= DATA ROWS =
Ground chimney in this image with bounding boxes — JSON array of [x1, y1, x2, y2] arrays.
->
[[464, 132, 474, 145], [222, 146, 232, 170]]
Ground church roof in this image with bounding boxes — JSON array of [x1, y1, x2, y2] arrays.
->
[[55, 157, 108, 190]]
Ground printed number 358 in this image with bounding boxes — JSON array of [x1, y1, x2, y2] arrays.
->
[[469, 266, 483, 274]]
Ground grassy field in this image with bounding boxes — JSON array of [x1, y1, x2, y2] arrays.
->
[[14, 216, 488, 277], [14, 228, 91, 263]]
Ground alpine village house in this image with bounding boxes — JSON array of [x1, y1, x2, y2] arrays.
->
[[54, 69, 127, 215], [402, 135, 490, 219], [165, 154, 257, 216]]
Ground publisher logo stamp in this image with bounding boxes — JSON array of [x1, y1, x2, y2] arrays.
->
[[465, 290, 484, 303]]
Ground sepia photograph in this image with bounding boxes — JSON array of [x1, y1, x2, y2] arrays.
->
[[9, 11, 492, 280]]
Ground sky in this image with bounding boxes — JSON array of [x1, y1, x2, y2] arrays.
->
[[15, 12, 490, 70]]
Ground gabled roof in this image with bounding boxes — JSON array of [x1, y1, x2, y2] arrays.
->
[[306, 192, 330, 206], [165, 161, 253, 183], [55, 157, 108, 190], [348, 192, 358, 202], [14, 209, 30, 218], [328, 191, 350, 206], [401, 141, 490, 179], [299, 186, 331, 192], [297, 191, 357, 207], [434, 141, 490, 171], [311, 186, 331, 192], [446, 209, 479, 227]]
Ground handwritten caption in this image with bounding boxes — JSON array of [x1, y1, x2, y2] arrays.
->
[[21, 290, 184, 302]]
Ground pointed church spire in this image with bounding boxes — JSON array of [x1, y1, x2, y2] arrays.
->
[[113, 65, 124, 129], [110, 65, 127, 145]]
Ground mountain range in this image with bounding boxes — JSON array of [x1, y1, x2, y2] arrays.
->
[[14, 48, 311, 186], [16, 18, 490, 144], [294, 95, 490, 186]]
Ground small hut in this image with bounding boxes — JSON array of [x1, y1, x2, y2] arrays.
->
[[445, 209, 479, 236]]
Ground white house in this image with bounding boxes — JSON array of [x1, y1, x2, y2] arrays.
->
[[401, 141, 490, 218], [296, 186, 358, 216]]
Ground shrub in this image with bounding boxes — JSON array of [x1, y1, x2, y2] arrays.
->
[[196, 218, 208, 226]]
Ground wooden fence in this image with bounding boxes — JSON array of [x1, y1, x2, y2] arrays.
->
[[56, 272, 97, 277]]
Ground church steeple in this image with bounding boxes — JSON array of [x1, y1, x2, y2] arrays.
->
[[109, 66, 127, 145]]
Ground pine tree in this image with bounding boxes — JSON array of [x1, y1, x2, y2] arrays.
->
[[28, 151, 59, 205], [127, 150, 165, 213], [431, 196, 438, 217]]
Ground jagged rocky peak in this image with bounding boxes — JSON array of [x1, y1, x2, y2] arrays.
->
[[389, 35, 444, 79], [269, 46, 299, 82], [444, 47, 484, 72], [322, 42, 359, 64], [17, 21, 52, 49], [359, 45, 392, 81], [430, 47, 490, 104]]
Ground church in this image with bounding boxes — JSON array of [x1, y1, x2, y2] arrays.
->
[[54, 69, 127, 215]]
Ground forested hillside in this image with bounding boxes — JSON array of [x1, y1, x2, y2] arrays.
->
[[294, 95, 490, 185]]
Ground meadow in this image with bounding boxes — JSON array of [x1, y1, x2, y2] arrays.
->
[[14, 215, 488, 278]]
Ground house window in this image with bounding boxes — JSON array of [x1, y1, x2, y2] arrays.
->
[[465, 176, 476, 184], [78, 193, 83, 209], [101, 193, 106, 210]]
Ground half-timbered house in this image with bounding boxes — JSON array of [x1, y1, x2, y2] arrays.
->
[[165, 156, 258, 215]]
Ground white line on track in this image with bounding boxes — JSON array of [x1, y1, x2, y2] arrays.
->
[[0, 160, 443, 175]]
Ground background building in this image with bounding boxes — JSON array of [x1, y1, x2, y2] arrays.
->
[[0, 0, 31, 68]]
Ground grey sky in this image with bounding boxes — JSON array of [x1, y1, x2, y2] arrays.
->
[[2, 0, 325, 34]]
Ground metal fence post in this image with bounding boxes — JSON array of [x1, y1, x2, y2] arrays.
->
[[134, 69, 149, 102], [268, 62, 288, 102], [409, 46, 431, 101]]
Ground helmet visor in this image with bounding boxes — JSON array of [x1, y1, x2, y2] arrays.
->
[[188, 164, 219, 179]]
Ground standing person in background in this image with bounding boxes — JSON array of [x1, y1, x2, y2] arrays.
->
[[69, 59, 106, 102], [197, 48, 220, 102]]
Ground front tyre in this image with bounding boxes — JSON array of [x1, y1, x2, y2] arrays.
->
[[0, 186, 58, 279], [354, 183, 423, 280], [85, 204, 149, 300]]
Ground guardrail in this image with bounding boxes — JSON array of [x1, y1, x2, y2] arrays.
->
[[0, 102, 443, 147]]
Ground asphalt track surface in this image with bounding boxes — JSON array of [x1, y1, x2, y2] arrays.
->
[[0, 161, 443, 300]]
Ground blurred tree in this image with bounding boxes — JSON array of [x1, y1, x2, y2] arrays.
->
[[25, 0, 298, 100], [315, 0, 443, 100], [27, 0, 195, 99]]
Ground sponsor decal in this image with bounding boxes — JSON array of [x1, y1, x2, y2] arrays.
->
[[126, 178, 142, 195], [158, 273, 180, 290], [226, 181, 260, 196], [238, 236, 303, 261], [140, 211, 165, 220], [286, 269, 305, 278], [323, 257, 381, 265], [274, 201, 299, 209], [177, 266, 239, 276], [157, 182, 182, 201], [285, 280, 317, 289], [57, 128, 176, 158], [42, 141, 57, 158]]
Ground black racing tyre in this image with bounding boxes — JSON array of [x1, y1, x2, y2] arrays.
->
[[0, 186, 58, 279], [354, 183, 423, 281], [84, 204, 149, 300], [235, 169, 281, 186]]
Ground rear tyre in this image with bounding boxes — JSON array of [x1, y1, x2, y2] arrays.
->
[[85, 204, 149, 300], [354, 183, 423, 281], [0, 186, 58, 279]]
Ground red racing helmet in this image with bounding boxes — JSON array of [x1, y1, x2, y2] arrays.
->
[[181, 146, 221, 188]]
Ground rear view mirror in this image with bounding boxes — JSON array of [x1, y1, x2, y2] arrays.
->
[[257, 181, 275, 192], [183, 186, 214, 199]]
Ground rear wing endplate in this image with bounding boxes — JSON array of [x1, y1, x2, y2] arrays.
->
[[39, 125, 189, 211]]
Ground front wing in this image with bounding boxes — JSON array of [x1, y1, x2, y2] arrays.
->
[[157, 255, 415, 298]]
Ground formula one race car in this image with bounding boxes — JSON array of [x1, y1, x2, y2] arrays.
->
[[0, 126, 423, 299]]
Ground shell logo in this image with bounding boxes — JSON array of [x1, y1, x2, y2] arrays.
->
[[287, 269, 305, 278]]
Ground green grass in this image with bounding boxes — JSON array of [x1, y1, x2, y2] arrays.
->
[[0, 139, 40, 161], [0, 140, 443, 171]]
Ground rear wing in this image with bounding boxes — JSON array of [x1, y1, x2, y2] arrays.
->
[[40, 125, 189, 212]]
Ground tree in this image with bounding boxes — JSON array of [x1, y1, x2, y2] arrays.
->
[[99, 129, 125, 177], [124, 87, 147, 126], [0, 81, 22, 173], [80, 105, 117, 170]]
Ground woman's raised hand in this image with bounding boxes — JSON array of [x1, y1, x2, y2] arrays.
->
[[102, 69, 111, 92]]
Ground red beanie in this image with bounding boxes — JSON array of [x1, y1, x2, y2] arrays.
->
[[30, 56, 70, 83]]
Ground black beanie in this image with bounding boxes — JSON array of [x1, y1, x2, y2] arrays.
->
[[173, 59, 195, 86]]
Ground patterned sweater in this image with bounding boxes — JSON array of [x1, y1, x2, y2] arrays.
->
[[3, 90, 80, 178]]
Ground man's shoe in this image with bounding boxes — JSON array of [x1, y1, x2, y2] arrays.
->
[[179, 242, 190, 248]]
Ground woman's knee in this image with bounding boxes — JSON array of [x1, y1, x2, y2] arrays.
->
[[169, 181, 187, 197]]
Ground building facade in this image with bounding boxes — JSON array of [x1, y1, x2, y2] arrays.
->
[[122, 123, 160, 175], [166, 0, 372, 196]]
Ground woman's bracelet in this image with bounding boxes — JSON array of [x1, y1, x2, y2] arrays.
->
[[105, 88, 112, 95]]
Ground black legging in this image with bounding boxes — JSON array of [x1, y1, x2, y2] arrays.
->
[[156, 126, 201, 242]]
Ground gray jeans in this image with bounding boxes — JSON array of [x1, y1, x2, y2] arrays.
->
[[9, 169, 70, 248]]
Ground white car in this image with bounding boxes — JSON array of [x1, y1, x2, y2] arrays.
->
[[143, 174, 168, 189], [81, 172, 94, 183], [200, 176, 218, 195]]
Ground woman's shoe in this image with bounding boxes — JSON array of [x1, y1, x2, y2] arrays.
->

= THE PROBLEM =
Repeat the lines above, starting at the beginning of the items and ending with the line that contains "[[469, 266, 483, 274]]", and give only those lines, requests included. In the answers, multiply every coordinate by 1.85 and round to whole numbers, with halves rounded up.

= RIGHT ANSWER =
Ground chimney in this image with bounding boxes — JSON array of [x1, y1, x2, y2] arrays.
->
[[858, 244, 877, 268], [411, 270, 429, 315]]
Ground church roof in this image with bounding boxes — JSON array of [x1, y1, x2, y2] arrays.
->
[[102, 290, 200, 352]]
Ground printed number 358 in this image with bounding boxes — JSON array of [x1, y1, x2, y2] arrays.
->
[[868, 492, 894, 507]]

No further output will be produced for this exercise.